WHAT YOU NEED TO DO: List every line in the records below that contains the word "bench".

AVAILABLE RECORDS:
::::::

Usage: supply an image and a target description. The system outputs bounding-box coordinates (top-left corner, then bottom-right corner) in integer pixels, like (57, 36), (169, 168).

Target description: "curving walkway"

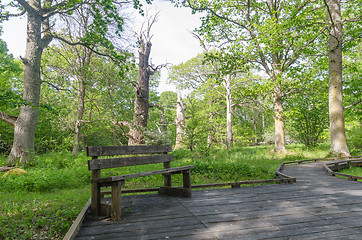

(76, 162), (362, 240)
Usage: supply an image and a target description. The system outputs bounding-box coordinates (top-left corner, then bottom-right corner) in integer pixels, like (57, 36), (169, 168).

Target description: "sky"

(1, 0), (202, 93)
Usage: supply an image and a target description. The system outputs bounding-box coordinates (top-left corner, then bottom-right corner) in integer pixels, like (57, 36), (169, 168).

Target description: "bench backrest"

(87, 145), (174, 170)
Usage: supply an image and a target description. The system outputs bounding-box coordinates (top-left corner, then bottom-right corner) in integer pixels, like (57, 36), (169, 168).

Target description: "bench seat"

(96, 165), (195, 183)
(87, 145), (194, 220)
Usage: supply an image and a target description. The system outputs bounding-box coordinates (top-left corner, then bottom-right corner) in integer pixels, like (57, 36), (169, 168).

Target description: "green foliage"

(0, 145), (329, 239)
(287, 89), (329, 147)
(144, 130), (172, 145)
(346, 121), (362, 156)
(0, 187), (90, 240)
(0, 153), (90, 192)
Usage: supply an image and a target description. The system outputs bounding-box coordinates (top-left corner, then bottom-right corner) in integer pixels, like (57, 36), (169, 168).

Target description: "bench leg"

(111, 181), (122, 221)
(182, 169), (191, 197)
(91, 170), (101, 215)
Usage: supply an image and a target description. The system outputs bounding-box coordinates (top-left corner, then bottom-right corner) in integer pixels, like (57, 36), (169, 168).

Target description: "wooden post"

(91, 169), (101, 215)
(163, 162), (172, 187)
(182, 169), (191, 197)
(111, 181), (122, 221)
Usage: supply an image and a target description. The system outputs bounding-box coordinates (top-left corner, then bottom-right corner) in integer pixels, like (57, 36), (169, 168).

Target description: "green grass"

(339, 167), (362, 177)
(0, 145), (329, 239)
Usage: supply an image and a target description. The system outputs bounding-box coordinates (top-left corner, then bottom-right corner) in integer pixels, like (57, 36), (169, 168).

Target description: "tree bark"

(325, 0), (350, 156)
(175, 90), (185, 149)
(224, 74), (233, 149)
(72, 74), (86, 156)
(128, 37), (152, 145)
(274, 83), (286, 152)
(0, 111), (17, 127)
(8, 0), (51, 164)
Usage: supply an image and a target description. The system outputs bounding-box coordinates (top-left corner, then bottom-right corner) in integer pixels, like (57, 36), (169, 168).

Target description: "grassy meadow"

(0, 145), (360, 239)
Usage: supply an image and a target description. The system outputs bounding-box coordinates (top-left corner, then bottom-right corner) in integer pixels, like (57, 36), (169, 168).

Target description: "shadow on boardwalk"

(76, 162), (362, 240)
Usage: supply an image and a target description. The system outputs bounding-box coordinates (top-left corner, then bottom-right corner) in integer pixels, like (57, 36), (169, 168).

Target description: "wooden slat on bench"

(87, 145), (172, 157)
(88, 155), (174, 170)
(97, 165), (195, 183)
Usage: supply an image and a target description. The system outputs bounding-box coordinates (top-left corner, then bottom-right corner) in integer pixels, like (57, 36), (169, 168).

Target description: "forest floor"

(0, 145), (361, 239)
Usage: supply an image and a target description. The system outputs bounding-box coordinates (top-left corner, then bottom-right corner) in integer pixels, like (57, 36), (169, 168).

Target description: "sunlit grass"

(0, 145), (329, 239)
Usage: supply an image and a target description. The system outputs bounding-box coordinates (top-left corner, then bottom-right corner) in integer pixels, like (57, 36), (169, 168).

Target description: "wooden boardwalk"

(76, 162), (362, 240)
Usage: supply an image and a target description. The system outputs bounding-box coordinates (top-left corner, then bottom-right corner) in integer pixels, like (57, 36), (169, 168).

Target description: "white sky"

(1, 0), (202, 93)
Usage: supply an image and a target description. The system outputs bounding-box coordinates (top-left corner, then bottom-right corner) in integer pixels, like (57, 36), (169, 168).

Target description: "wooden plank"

::::::

OUTPUT OF THE TASK:
Target description: "bench backrest"
Target description: "bench seat"
Target description: "bench leg"
Target description: "wooden slat on bench"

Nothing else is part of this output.